=== PROBLEM TO SOLVE ===
Please rewrite the entries from the line containing "Performance-review request: for every instance of the university" through the last line of the entries, requests included, and raise every x and y coordinate in the answers by 147.

=== ITEMS ===

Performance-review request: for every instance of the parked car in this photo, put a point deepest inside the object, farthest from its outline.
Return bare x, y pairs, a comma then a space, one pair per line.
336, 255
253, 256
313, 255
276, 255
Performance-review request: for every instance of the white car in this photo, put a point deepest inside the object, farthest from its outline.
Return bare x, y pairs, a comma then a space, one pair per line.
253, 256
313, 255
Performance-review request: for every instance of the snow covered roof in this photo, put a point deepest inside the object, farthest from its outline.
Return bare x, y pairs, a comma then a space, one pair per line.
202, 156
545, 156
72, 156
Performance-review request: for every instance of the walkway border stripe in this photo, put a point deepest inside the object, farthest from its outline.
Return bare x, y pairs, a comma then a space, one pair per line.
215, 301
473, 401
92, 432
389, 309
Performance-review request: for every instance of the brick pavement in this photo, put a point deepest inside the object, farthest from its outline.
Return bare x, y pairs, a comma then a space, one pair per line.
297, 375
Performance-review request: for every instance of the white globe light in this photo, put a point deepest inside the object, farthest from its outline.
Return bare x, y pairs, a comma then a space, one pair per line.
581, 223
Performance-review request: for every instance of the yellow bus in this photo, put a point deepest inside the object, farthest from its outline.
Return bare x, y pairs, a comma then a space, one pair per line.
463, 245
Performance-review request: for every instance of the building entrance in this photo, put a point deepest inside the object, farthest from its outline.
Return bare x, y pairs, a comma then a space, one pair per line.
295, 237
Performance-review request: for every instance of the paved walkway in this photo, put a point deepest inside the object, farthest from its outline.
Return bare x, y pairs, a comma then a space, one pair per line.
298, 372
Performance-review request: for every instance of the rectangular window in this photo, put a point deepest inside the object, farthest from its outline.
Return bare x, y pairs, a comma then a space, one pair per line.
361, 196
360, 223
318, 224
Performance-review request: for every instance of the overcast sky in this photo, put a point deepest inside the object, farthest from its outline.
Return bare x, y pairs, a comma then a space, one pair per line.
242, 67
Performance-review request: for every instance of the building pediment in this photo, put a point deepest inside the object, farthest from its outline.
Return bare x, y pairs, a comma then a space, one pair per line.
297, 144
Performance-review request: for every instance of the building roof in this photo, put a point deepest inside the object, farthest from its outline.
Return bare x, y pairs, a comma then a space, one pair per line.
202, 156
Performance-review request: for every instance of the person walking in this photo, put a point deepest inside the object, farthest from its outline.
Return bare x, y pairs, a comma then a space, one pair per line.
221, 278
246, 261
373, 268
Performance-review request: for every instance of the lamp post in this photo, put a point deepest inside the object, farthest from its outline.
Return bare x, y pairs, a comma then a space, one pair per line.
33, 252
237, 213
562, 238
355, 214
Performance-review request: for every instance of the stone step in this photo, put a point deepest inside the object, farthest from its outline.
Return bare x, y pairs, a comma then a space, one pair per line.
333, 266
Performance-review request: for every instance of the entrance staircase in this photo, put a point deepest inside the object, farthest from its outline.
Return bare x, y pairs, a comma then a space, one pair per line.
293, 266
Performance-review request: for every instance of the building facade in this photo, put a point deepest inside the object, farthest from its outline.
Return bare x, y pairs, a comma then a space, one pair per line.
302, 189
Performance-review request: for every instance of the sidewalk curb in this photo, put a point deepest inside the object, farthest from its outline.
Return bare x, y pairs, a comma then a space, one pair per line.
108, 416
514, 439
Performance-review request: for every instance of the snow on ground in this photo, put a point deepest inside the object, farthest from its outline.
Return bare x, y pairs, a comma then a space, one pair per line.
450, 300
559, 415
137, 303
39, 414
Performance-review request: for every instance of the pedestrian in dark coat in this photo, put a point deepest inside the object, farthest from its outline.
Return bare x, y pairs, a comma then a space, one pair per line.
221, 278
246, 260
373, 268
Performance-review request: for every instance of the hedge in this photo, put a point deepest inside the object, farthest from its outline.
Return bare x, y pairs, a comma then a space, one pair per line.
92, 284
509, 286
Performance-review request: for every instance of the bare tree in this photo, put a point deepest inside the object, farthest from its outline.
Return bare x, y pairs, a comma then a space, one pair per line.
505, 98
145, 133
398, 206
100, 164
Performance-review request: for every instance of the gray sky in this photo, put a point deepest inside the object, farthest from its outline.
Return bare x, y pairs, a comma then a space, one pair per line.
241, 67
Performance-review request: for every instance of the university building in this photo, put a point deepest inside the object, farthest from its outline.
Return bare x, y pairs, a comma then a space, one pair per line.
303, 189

=== TASK RESPONSE ===
Performance-review request: for every instance of the university building in this photo, put a point deepest inside the object, farthest from its outline.
Return bare x, y pairs, a comma then a space, one pair per line.
450, 336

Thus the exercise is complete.